## Exercise set
1: From the production RAG checklist below, list the three things the closing paragraph says the system was built without.
2: Answer each question from the production RAG checklist below, one line per answer.
(a) In ChromaDB, which operation should be used instead of add?
(b) What temperature setting does the checklist require for the generation LLM?
(c) In what language was the system built from scratch?
3: Pick up the production RAG checklist below after its last sentence and keep writing.

## Excerpted text
== Segment start ==

Production RAG — The Non-Negotiable Checklist
upsert, never add in ChromaDB.
Idempotent indexing means you can re-run the indexer on any schedule without fear
of duplicate chunks corrupting your results.
temperature=0 on the generation LLM.
RAG is a comprehension task, not a creative one. Deterministic decoding =
maximal faithfulness to the retrieved context = fewest hallucinations.
What You Built — And Where to Go Next
She never guesses. She retrieves, verifies, synthesises, and cites.
You built the exact same system — from scratch, in pure Python, with full visibility into every decision. No black boxes, no framework magic, no hidden abstractions. This is what separates production engineers from tutorial-followers.

== Segment end ==

## Listed entries
== Segment start ==

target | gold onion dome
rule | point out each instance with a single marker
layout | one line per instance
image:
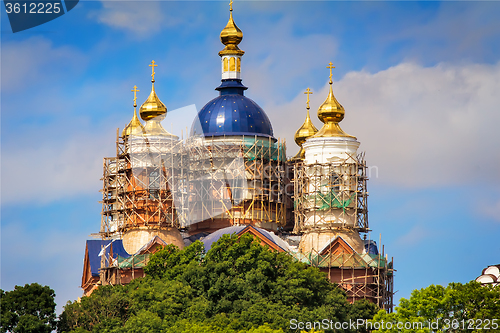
(331, 112)
(134, 127)
(231, 36)
(153, 111)
(305, 131)
(153, 107)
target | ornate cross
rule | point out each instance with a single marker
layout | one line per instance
(135, 90)
(153, 69)
(308, 92)
(330, 66)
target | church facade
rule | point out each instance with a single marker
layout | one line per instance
(232, 176)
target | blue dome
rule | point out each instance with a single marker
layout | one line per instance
(232, 114)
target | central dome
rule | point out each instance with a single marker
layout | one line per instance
(231, 114)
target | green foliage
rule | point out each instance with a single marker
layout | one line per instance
(238, 286)
(457, 304)
(28, 309)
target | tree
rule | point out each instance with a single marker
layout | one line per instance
(28, 309)
(237, 286)
(455, 308)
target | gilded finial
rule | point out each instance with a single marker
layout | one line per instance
(305, 131)
(308, 92)
(134, 127)
(153, 107)
(135, 90)
(330, 66)
(231, 36)
(331, 113)
(153, 70)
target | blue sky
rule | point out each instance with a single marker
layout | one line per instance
(419, 82)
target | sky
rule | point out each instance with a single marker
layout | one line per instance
(419, 82)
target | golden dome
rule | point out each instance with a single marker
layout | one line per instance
(331, 113)
(134, 127)
(305, 131)
(153, 111)
(231, 36)
(153, 107)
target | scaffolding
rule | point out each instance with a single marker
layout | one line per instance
(361, 275)
(234, 181)
(201, 184)
(143, 185)
(331, 195)
(331, 198)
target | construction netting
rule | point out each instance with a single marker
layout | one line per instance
(137, 261)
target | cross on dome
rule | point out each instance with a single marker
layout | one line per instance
(308, 92)
(153, 70)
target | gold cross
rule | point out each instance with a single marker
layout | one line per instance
(308, 92)
(153, 69)
(330, 66)
(135, 95)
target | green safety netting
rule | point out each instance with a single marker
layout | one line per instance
(264, 149)
(137, 261)
(324, 201)
(358, 260)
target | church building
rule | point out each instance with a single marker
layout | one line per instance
(231, 175)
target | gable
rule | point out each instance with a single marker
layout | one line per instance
(337, 246)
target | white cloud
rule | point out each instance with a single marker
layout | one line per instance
(412, 238)
(137, 17)
(35, 59)
(279, 60)
(419, 126)
(55, 170)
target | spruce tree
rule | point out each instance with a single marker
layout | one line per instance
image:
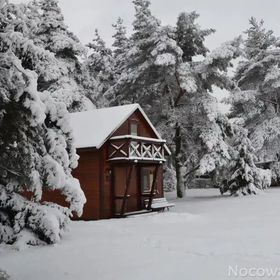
(36, 142)
(255, 98)
(100, 67)
(157, 74)
(245, 177)
(52, 34)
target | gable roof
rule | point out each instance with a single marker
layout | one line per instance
(91, 129)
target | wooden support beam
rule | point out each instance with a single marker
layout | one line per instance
(153, 188)
(128, 179)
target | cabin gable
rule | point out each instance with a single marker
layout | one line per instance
(143, 127)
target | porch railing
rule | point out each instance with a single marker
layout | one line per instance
(129, 147)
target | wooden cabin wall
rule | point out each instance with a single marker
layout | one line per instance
(88, 173)
(106, 203)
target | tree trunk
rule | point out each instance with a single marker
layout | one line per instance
(178, 164)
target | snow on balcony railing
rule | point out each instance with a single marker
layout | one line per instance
(129, 147)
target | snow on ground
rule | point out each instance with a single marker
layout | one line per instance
(198, 239)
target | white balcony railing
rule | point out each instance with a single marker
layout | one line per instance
(129, 147)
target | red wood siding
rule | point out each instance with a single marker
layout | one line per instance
(88, 173)
(144, 128)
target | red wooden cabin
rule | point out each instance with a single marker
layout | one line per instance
(121, 157)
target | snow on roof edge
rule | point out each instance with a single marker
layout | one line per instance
(107, 135)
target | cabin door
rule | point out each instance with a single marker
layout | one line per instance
(126, 191)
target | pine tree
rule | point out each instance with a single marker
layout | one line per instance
(245, 177)
(255, 99)
(36, 142)
(52, 34)
(190, 37)
(120, 39)
(121, 46)
(100, 66)
(156, 76)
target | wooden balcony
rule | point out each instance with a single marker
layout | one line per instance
(136, 148)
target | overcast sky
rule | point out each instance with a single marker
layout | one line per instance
(229, 18)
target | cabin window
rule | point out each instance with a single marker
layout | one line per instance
(134, 129)
(147, 178)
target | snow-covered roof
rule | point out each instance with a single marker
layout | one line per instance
(93, 128)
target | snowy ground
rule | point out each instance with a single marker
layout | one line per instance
(198, 239)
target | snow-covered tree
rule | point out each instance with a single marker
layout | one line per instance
(245, 177)
(256, 97)
(120, 38)
(37, 154)
(36, 146)
(50, 33)
(190, 37)
(161, 74)
(100, 66)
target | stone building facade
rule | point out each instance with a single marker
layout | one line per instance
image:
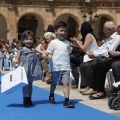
(19, 15)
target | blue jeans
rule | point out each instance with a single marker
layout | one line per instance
(75, 62)
(116, 70)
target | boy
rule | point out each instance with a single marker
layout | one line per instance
(58, 52)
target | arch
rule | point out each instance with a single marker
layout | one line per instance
(75, 15)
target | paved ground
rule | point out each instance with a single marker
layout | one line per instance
(100, 104)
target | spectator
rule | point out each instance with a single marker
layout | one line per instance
(111, 43)
(88, 43)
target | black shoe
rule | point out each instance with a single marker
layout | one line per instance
(29, 101)
(25, 101)
(52, 100)
(69, 104)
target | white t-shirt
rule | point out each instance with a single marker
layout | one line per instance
(92, 47)
(60, 51)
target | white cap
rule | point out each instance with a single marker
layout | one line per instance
(49, 34)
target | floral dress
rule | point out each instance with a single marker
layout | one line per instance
(31, 63)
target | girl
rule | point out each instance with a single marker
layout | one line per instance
(27, 57)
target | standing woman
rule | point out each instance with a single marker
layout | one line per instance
(28, 59)
(88, 43)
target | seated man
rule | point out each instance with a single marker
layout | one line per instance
(87, 69)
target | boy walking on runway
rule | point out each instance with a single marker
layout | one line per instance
(58, 52)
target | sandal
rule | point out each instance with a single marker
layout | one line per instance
(98, 95)
(89, 92)
(84, 89)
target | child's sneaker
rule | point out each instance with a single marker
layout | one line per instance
(52, 100)
(69, 104)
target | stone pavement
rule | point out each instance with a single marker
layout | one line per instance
(100, 104)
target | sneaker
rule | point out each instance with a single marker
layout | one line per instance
(89, 92)
(69, 104)
(74, 86)
(52, 100)
(84, 89)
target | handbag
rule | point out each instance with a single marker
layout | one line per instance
(13, 80)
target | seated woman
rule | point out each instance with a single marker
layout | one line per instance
(88, 43)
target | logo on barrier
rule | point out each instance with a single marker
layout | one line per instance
(11, 78)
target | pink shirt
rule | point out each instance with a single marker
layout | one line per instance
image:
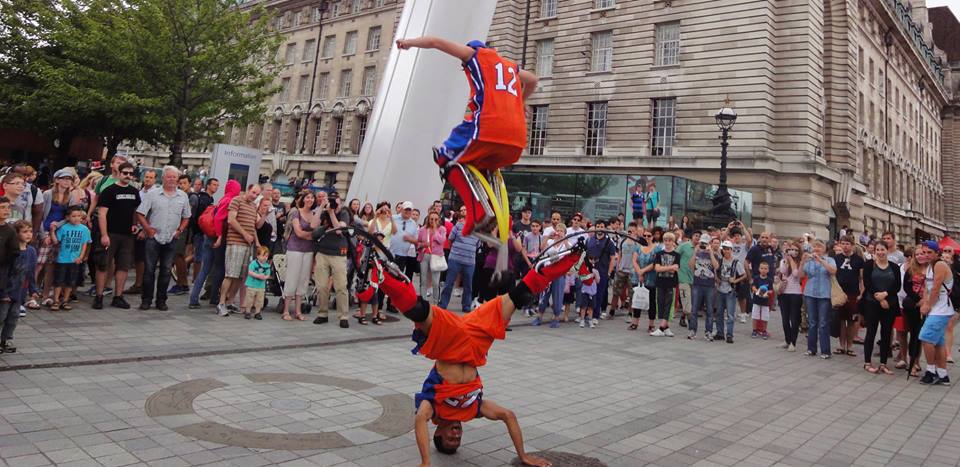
(436, 241)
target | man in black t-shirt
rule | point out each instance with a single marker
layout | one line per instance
(850, 277)
(115, 216)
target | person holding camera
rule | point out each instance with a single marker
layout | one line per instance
(331, 259)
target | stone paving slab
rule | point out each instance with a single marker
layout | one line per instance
(620, 397)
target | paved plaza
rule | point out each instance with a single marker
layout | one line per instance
(186, 387)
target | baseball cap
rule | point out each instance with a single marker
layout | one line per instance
(64, 173)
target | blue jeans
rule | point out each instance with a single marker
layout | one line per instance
(157, 254)
(818, 322)
(554, 292)
(698, 296)
(465, 271)
(600, 299)
(727, 307)
(203, 249)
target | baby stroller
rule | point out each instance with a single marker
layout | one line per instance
(275, 286)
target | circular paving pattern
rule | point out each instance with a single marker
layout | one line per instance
(564, 459)
(287, 411)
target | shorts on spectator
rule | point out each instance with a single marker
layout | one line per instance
(237, 260)
(254, 299)
(120, 252)
(933, 329)
(66, 274)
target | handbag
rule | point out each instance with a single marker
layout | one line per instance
(838, 297)
(438, 263)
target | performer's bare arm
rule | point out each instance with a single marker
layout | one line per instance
(493, 411)
(460, 51)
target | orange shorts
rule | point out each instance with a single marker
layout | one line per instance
(490, 156)
(465, 339)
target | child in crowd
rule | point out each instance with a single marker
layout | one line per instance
(257, 274)
(73, 239)
(588, 293)
(666, 264)
(762, 284)
(14, 288)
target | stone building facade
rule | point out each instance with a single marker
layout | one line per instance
(844, 105)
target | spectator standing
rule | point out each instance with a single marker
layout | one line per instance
(331, 260)
(818, 268)
(850, 276)
(202, 244)
(164, 214)
(462, 263)
(241, 240)
(791, 295)
(116, 218)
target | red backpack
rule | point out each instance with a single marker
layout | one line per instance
(206, 222)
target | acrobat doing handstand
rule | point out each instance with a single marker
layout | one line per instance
(453, 391)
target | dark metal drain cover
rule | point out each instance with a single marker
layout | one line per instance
(564, 459)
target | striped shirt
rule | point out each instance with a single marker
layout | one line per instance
(246, 217)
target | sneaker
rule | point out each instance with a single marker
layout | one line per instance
(117, 302)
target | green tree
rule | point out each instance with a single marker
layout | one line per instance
(210, 62)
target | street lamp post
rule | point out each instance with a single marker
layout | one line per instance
(722, 209)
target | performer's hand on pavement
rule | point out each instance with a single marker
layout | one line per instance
(535, 461)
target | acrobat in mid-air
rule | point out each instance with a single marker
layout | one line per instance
(453, 391)
(492, 135)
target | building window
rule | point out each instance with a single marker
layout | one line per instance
(284, 89)
(317, 137)
(602, 51)
(373, 39)
(544, 57)
(548, 8)
(309, 50)
(538, 129)
(337, 134)
(346, 76)
(350, 43)
(369, 80)
(668, 44)
(596, 128)
(664, 126)
(361, 132)
(304, 91)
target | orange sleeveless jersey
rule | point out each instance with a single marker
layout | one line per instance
(496, 99)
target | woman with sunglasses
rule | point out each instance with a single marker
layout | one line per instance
(792, 295)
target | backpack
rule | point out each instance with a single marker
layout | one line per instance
(206, 222)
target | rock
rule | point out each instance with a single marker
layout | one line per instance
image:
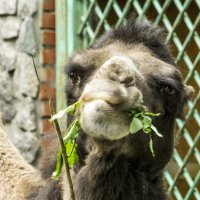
(8, 7)
(26, 142)
(8, 57)
(27, 37)
(25, 118)
(25, 82)
(7, 108)
(27, 8)
(9, 27)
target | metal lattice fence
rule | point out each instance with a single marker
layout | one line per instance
(181, 19)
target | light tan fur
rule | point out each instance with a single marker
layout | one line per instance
(17, 178)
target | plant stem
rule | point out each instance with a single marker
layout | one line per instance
(59, 134)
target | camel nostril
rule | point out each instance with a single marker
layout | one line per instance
(128, 81)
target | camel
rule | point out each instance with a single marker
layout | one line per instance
(126, 68)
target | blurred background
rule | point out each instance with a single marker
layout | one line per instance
(54, 29)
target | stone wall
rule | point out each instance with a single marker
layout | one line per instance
(19, 28)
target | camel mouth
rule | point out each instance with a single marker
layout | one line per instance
(99, 119)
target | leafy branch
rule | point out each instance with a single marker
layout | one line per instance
(142, 120)
(62, 156)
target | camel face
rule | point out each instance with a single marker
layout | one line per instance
(116, 79)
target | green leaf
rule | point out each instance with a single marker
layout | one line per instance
(58, 115)
(59, 164)
(72, 154)
(70, 110)
(152, 114)
(135, 125)
(147, 130)
(156, 131)
(72, 133)
(151, 145)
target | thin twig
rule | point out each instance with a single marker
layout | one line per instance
(59, 134)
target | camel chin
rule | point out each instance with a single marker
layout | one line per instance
(99, 120)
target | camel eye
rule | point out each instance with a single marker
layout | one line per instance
(75, 78)
(168, 90)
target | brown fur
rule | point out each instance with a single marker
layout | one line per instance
(126, 68)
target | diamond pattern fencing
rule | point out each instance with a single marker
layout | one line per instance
(181, 19)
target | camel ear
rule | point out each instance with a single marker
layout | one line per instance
(188, 91)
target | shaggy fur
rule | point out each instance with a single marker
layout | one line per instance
(127, 67)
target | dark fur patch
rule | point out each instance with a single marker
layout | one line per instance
(137, 31)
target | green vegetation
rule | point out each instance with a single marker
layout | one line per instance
(141, 120)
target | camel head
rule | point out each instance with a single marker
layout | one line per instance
(128, 68)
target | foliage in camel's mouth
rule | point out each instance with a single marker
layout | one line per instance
(141, 120)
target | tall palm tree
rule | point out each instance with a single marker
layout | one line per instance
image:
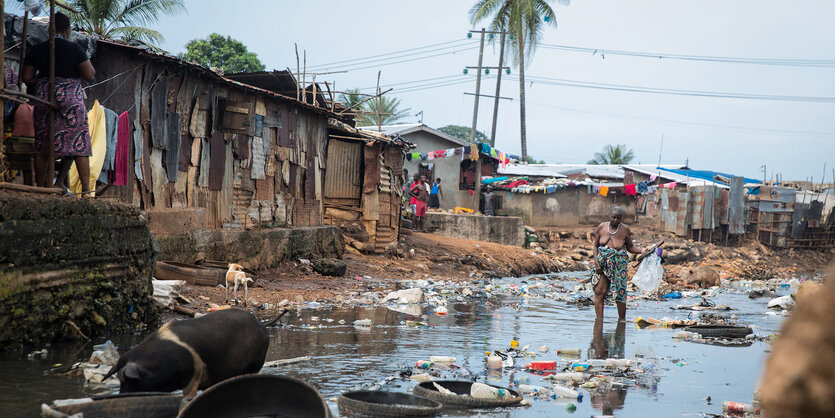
(617, 155)
(525, 20)
(123, 19)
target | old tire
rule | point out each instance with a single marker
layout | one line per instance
(720, 331)
(252, 395)
(388, 404)
(428, 390)
(190, 273)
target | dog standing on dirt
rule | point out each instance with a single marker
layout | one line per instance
(194, 354)
(237, 277)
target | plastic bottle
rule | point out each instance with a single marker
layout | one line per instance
(533, 389)
(566, 392)
(566, 376)
(542, 365)
(423, 364)
(494, 362)
(482, 391)
(739, 407)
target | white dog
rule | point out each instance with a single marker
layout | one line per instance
(236, 277)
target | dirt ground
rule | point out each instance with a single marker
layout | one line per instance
(422, 256)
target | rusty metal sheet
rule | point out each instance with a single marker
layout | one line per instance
(736, 207)
(343, 177)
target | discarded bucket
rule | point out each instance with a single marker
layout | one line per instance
(461, 390)
(387, 404)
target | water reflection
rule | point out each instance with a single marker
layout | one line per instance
(603, 346)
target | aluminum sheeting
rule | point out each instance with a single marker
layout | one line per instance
(736, 207)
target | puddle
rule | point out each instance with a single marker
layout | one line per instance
(343, 357)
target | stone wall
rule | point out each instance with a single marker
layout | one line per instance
(505, 230)
(257, 249)
(71, 268)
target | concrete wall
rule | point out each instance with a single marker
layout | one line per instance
(499, 229)
(448, 169)
(567, 207)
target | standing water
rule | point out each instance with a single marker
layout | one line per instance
(678, 375)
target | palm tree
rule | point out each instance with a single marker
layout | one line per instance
(525, 20)
(616, 155)
(123, 19)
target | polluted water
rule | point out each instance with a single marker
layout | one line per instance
(623, 370)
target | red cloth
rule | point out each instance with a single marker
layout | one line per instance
(121, 166)
(420, 209)
(24, 120)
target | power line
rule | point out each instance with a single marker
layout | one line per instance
(735, 60)
(674, 122)
(654, 90)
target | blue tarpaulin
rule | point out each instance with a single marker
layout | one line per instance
(706, 175)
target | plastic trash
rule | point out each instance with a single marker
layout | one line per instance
(482, 391)
(739, 408)
(423, 364)
(566, 392)
(533, 389)
(569, 352)
(542, 365)
(494, 362)
(649, 274)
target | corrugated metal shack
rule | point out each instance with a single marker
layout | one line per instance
(249, 156)
(364, 186)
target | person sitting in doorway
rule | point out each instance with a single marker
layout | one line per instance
(434, 193)
(72, 134)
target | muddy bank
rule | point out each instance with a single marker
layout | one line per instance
(72, 269)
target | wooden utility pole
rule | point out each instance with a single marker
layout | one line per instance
(498, 91)
(477, 186)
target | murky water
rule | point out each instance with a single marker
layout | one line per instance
(343, 357)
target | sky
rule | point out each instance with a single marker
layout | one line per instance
(793, 138)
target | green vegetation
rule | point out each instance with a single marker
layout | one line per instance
(222, 52)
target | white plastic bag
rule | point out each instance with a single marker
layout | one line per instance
(649, 274)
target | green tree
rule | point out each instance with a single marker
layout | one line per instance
(463, 133)
(617, 154)
(222, 52)
(525, 20)
(123, 19)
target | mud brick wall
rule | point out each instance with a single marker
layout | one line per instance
(71, 267)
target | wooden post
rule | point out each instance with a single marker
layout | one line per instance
(50, 164)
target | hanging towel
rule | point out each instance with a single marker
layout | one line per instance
(121, 163)
(95, 119)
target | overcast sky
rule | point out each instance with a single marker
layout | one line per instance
(568, 124)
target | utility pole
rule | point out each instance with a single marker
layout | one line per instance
(477, 185)
(498, 90)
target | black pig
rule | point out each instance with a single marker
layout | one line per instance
(194, 353)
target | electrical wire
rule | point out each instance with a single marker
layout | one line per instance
(654, 90)
(390, 55)
(735, 60)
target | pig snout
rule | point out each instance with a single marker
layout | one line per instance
(194, 353)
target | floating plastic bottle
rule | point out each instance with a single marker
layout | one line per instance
(482, 391)
(566, 392)
(739, 407)
(542, 365)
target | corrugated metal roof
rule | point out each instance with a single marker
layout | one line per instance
(407, 128)
(561, 170)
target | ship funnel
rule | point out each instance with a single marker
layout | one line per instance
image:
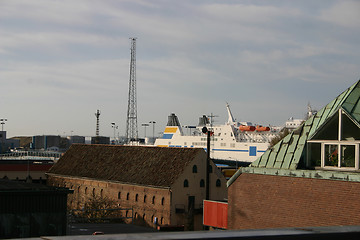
(173, 120)
(203, 120)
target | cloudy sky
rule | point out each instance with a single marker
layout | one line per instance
(60, 61)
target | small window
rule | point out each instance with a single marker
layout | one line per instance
(186, 183)
(218, 183)
(202, 183)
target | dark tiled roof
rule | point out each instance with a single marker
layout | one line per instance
(154, 166)
(7, 185)
(287, 153)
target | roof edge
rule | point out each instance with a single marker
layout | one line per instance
(104, 180)
(314, 174)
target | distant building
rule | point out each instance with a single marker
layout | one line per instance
(7, 144)
(164, 186)
(46, 142)
(100, 140)
(76, 139)
(310, 178)
(31, 210)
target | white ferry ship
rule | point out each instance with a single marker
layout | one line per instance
(232, 141)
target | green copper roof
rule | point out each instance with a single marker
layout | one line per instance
(289, 152)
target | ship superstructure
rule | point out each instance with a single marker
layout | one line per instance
(234, 141)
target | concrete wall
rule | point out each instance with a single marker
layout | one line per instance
(266, 201)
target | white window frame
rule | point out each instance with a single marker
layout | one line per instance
(340, 143)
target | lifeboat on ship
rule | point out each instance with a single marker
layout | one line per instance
(247, 128)
(262, 129)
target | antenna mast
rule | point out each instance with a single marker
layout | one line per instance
(131, 121)
(97, 115)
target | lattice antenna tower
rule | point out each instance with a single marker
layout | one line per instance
(131, 121)
(97, 115)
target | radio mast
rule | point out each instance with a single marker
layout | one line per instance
(131, 121)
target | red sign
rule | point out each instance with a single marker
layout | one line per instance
(215, 214)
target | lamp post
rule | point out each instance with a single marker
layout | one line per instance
(145, 125)
(206, 131)
(153, 123)
(2, 121)
(114, 126)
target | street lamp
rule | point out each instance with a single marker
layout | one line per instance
(2, 121)
(153, 123)
(114, 126)
(145, 125)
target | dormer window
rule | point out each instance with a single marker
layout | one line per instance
(336, 144)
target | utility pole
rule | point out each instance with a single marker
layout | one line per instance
(97, 133)
(131, 121)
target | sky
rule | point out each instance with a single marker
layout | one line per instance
(62, 60)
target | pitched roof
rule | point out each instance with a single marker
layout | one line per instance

== Segment end ==

## Responses for each task
1: black boxes, framework magic, hidden abstractions

2:
(a) upsert
(b) temperature=0
(c) pure Python

3:
| What to Explore Next | How to Get There |
|---|---|
| Hybrid Search (BM25 + dense) | Add rank-bm25 retrieval; merge results with Reciprocal Rank Fusion (RRF) |
| Semantic Chunking | Embed each sentence; split when cosine similarity between adjacent sentences drops below a threshold |
| Streaming Answers | Pass stream=True to the OpenAI call; yield tokens as they arrive for real-time UI |
| ChromaDB Remote Server | Run chroma run as a Docker container; switch to chromadb.HttpClient() |
| Graph RAG | Extract (subject, relation, object) triples with an LLM; store in NetworkX; traverse for multi-hop queries |
| Multimodal RAG | Replace text embeddings with CLIP; index images alongside text chunks in ChromaDB |
Pure Python document loading and recursive chunking · sentence-transformers bi-encoder embeddings and cross-encoder re-ranking · ChromaDB persistent, filterable, cosine-similarity vector store · OpenAI API grounded generation at temperature=0 · RAGAS continuous evaluation · SHA-256 hashing incremental indexing · Query condensation multi-turn conversation. Every line transparent. Every decision yours to tune.